Selected extract:
Wednesday, July 7, 2010

Two days left

Going away dinner tonite. Impressed that nearly all of the staff showed up. Wow! Even my boss and he didn't show up at the last retirement dinner for the previous manager.

I gave a little talk about each person on the team. Not sure how I sounded - but I got some laughs. Started and ended well.

No responses from the resumes I sent out on Monday and Tuesday. Made some contacts to other managers that might be hiring within my company. Will continue this for a few more managers that I know.

I will get my reference list created. I will also get my business license and go ahead and start my own company. That will be fun.

I feel good that I know my options for bankruptcy. My biggest problem is that I have a $6k bill that I need to pay before August 15th ~ this is not good. It is to finish my degree . . . .

Tuesday, July 6, 2010

reference as a pick me up

Something to reference if you are unembployed:

http://www.doughroller.net/tools-resources/i-just-got-laid-off-survival-kit-including-how-to-find-100k-job-opportunities/
Three more days at my current job.

Today I got a lot done at work. Ways to save money in regards to vaccinations, allergy, injectable medications, and DME costs. This collective knowledge could not have come from another currently employed with my employer. So, that makes me feel good.

On the other hand, I researched bankruptcy laws to find out my options. And I feel pretty good knowing that Chapter 7 is a real option for me. I would like to do Chapter 13, but what I understand is that a majority of those who go into Chapter 13, never finish. It takes three to five years. Chapter seven will wipe my slate clean and I will be able to finance another home within 2 years or as soon as I can get the 20% down. Hmmmm, that sounds pretty good. I think I will get more like 80% down by living in a crummy place for a while.

I submitted my resume to another lead - who I have met previously. Note that I did not submit any resumes over the fourth of July holiday weekend. I feel something should come from that.

Wierdly enough, I am extremely attracted to my ex-husband. Something about being vulnerable financially maybe, not sure.

I continue to dream about my current employer begging me to stay . . . . Reality ~ I am not irreplaceable. But I really don't care about the big cats who want things done now; kind of nice. It will happen when it happens (as far as reports or details of a case).

That is my blog for today.

Monday, July 5, 2010

One Week Left

I have one week left of employment. I just completed my resume on Friday and distributed it ~ to one lead.



Usually a job for an RN is not difficult. I have some restraints and some advantages. Managed Care is my focus and we'll see where my adventure leads.



This is the first blog. I have fears, confidence, hope, and despair. TGBTG Always!

(Referring expression data)
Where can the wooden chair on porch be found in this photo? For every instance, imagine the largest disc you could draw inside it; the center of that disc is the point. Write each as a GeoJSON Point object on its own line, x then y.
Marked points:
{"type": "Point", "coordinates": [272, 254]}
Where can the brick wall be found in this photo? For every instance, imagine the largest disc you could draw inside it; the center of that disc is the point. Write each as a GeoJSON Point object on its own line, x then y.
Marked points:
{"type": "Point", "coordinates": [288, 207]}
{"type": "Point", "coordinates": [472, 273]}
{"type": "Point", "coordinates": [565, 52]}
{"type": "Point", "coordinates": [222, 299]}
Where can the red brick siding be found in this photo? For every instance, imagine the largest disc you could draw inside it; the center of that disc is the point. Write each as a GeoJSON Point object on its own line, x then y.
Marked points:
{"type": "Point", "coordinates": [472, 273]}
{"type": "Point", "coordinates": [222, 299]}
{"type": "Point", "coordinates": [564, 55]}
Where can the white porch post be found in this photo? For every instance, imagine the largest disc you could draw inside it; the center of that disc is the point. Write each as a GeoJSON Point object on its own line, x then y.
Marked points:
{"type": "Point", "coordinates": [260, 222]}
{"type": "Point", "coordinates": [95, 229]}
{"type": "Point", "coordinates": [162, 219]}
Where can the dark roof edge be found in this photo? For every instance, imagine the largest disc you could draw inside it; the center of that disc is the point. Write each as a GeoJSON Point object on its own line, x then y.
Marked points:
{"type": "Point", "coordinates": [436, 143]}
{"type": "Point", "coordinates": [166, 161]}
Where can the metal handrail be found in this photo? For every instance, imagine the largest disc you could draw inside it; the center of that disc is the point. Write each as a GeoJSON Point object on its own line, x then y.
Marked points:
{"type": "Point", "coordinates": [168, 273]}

About this exercise: Reproduce the part of the blog above that runs from "reference as a" to "my current job.".

Worked solution:
reference as a pick me up

Something to reference if you are unembployed:

http://www.doughroller.net/tools-resources/i-just-got-laid-off-survival-kit-including-how-to-find-100k-job-opportunities/
Three more days at my current job.